─── WORKING DATA ───
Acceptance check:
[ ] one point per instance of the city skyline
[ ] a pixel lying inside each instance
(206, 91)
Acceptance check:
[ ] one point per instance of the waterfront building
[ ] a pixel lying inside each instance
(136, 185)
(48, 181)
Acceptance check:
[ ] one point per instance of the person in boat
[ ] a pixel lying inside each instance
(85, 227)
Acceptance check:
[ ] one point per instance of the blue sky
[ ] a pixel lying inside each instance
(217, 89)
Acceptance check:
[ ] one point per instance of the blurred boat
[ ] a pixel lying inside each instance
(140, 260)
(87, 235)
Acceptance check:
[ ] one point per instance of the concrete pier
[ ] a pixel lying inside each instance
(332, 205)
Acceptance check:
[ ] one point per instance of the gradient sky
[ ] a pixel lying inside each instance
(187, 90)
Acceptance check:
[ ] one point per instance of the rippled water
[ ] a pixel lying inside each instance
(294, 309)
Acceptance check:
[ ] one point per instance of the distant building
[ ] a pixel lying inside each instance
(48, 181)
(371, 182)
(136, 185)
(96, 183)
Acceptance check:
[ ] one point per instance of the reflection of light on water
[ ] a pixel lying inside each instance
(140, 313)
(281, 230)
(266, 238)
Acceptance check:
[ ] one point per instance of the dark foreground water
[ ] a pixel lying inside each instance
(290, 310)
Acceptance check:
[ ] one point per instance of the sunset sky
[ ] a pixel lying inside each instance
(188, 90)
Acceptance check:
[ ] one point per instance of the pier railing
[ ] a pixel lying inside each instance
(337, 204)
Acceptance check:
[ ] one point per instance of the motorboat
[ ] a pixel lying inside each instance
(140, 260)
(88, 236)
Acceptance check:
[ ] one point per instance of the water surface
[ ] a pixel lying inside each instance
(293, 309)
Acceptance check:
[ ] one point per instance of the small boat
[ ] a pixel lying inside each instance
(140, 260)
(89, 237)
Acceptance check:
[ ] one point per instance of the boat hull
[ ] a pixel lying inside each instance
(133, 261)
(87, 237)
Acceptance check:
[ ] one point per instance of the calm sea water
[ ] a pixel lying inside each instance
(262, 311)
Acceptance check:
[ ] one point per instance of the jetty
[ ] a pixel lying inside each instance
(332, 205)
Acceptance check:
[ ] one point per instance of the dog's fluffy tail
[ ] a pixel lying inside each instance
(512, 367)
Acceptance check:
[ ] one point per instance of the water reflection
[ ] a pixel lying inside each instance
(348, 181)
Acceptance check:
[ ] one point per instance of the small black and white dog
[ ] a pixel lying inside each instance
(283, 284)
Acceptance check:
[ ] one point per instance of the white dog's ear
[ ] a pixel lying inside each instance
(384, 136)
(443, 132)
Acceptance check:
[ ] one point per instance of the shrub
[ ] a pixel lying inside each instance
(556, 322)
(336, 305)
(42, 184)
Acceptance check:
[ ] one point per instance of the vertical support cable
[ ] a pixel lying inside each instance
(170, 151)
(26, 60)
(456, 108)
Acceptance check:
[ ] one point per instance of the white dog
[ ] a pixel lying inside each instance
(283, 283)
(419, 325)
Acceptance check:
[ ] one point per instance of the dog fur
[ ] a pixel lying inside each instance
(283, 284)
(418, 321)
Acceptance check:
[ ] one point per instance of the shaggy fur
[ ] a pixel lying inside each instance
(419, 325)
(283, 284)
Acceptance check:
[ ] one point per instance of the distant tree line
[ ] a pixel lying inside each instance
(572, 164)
───
#### [WHAT THE EXERCISE ASKS]
Return the data in full, exactly as it appears above.

#### [WRITTEN ANSWER]
Acceptance check:
[ ] one point per instance of the city skyline
[ ] a pixel lying inside each instance
(206, 91)
Acceptance check:
[ ] one point per instance of the waterfront building
[ ] a pixel lying inside each instance
(136, 185)
(48, 181)
Acceptance check:
[ ] one point per instance of the person in boat
[ ] a pixel lying inside each instance
(85, 227)
Acceptance check:
[ ] one point per instance of the blue sky
[ ] a pixel lying inside each instance
(217, 89)
Acceptance check:
[ ] one point per instance of the blurred boat
[ ] a pixel lying inside each instance
(140, 260)
(87, 235)
Acceptance check:
[ ] one point per instance of the concrete pier
[ ] a pixel lying inside each instance
(332, 205)
Acceptance check:
[ ] one point per instance of the gradient sky
[ ] a pixel lying inside each instance
(187, 90)
Acceptance check:
[ ] one point per instance of the rippled water
[ ] a pixel lying inside each instance
(294, 309)
Acceptance check:
[ ] one point per instance of the distant building
[ ] a pixel lying inside each instance
(48, 181)
(371, 182)
(136, 185)
(96, 183)
Acceptance check:
[ ] one point per instance of the reflection of light on water
[ ] a pixel lying inside each instance
(140, 313)
(281, 230)
(266, 238)
Acceptance check:
[ ] one point per instance of the dark foreground water
[ ] a pixel lying inside each instance
(290, 310)
Acceptance check:
[ ] one point per instance of the sunset sky
[ ] a pixel lying inside each instance
(188, 90)
Acceptance check:
[ ] one point per instance of the pier railing
[ ] a pixel lying inside each instance
(337, 204)
Acceptance check:
[ ] one point per instance of the motorboat
[ ] a pixel lying inside each instance
(140, 260)
(88, 236)
Acceptance check:
[ ] one point per instance of the water surface
[ ] a pixel lying inside each instance
(293, 309)
Acceptance check:
[ ] one point per instance of the small boat
[ ] a pixel lying inside each instance
(140, 260)
(89, 237)
Acceptance check:
[ ] one point per instance of the boat hull
[ ] a pixel lying inside each instance
(133, 261)
(87, 237)
Acceptance check:
[ ] one point per instance of the calm sea water
[ ] a pixel lying inside each instance
(262, 311)
Acceptance check:
[ ] one point per instance of the jetty
[ ] a pixel lying inside each instance
(332, 205)
Acceptance check:
[ ] one point per instance of the dog's fluffy tail
[ ] a pixel lying inside each instance
(512, 367)
Acceptance check:
[ ] one point per instance of the water reflection
[ ] a pixel lying inside each instance
(348, 181)
Acceptance check:
[ ] one point per instance of the small black and white dog
[ ] a pixel lying inside each instance
(283, 284)
Acceptance check:
[ ] one point per instance of the white dog's ear
[ ] a pixel lying inside each instance
(384, 136)
(443, 132)
Acceptance check:
[ ] one point per instance of the shrub
[ ] a pixel lying inside each instance
(556, 322)
(336, 305)
(42, 184)
Acceptance check:
[ ] one point per instance of the vertical support cable
[ ] a pixel lying inside each instance
(170, 151)
(26, 60)
(456, 108)
Acceptance check:
[ ] one point per instance of the white dog
[ ] a pixel lying inside each instance
(283, 283)
(419, 325)
Acceptance check:
[ ] one point per instance of the dog fur
[ ] a pixel lying inside each instance
(283, 284)
(418, 321)
Acceptance check:
[ ] one point per instance of the shaggy fur
[ ] a pixel lying inside each instance
(419, 325)
(283, 284)
Acceptance check:
[ ] one point per instance of the distant tree line
[ ] a pixel lying inside each instance
(572, 164)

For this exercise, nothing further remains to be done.